Excerpt provided
********************

The Washington Light Infantry is a military and social organization located in Charleston, South Carolina. Founded in 1807, it is one of the oldest of these militia groups still active in the United States.

Following the American Revolutionary War, tensions lingered between the fledgling United States and Great Britain, and many Americans feared another war. In cities across the new country, citizens organized themselves into private militia groups. Several were established in Charleston, including the Washington Light Artillery, which was named for George Washington. The company was first mustered into active service during the War of 1812, but did not see combat as British troops did not invade South Carolina. In 1827, the widow of Colonel William Washington presented the company with his old Revolutionary War battleflag.

In 1836, the company was activated and sent to Florida to combat hostile Seminole Indians during the Seminole Wars. They guarded the city of St. Augustine. Six years later, the company helped establish the South Carolina Military Academy (now The Citadel). During the Mexican–American War, the company became part of the Palmetto Regiment and marched into Mexico City in the army of Winfield Scott.

Washington Light Infantry 175th Anniversary Medal awarded to members of the South Carolina Corps of Cadets.

When South Carolina seceded from the Union in early 1861, the Washington Light Artillery reformed into three distinct companies and served in the Confederate Army during the American Civil War. One company became Company A of the Hampton Legion. A total of 414 men served in the unit during the war, 114 of which were killed.

Following the war, the survivors returned home and helped reopen the closed military academy in 1882. They also formed the Washington Light Infantry Charitable Association to assist the families of fallen Confederate soldiers, as well as those men who had been invalided or otherwise disabled while on duty. (This organization still exists as the W.L.I. Charity Fund.)

In 1916, the unit took the field again, serving as border guards with Mexico near El Paso, Texas, at the request of President Woodrow Wilson. A year later, following the United States' entry into World War I, the WLI served in the United States Army overseas in the 105th Ammunition Train, 55th Field Artillery Brigade, 30th Division.

Following the armistice, the National Guard reorganized, and many of the state militia units were redesignated. The Washington Light Infantry became Company B of the 118th Infantry, South Carolina National Guard. In May 1921, the unit guarded ships and docks on behalf of the United States Shipping Board during a bitter dispute between sailors and shipping companies over wages.

Parts of the National Guard were sent overseas during World War II, and Company A was reinstituted for guard duty on the home front.

A military banquet is held in Charleston annually on February 22 coincident with Washington's Birthday.

********************

Given records
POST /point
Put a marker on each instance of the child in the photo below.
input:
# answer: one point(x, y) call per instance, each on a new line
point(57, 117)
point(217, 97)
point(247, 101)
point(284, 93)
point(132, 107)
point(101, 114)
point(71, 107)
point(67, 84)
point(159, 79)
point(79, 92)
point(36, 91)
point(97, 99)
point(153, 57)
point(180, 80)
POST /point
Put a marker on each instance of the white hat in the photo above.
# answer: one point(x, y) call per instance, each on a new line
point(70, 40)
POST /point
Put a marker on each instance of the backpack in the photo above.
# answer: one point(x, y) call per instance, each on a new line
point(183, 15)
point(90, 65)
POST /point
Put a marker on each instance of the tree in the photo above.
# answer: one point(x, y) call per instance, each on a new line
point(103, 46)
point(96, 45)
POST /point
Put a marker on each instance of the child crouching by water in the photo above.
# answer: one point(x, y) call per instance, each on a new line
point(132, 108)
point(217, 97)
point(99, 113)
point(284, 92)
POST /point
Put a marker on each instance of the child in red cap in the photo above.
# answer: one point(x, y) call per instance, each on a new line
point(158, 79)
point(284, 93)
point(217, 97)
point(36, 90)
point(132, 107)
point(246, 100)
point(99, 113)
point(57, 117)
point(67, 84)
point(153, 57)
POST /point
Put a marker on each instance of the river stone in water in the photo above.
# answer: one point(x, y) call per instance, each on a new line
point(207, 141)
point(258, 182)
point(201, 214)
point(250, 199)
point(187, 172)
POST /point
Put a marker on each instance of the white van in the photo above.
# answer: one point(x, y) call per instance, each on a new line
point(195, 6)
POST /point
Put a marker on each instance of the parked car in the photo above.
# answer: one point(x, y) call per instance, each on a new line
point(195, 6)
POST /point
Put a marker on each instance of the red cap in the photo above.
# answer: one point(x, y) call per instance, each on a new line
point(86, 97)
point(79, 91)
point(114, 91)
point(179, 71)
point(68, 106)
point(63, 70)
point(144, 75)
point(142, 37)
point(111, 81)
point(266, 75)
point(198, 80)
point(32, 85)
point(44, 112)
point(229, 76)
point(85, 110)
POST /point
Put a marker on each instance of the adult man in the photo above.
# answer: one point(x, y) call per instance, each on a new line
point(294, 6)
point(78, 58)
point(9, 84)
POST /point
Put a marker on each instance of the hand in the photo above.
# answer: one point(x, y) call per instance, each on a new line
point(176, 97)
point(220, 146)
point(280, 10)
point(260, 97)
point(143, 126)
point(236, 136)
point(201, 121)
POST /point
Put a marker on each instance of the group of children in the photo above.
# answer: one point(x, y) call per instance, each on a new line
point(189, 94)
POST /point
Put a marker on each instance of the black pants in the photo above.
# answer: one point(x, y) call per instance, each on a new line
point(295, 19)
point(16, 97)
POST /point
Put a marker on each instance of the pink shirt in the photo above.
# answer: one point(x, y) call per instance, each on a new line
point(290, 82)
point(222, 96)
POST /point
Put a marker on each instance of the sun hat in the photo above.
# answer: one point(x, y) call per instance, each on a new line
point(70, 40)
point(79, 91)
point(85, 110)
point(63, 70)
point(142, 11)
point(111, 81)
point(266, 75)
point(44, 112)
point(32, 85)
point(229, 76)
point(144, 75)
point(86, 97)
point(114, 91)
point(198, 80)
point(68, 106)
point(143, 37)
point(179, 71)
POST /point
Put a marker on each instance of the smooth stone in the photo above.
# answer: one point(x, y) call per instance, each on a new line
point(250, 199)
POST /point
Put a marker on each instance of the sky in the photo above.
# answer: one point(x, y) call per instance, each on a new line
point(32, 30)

********************

Your tasks
A) Name every war mentioned in the excerpt on the Washington Light Infantry.
B) Reproduce the passage of the excerpt on the Washington Light Infantry between "In 1836, the" and "which were killed.", inclusive, word for word.

Completed exercise
A)
- American Revolutionary War
- War of 1812
- Seminole Wars
- Mexican–American War
- American Civil War
- World War I
- World War II

B)
In 1836, the company was activated and sent to Florida to combat hostile Seminole Indians during the Seminole Wars. They guarded the city of St. Augustine. Six years later, the company helped establish the South Carolina Military Academy (now The Citadel). During the Mexican–American War, the company became part of the Palmetto Regiment and marched into Mexico City in the army of Winfield Scott.

Washington Light Infantry 175th Anniversary Medal awarded to members of the South Carolina Corps of Cadets.

When South Carolina seceded from the Union in early 1861, the Washington Light Artillery reformed into three distinct companies and served in the Confederate Army during the American Civil War. One company became Company A of the Hampton Legion. A total of 414 men served in the unit during the war, 114 of which were killed.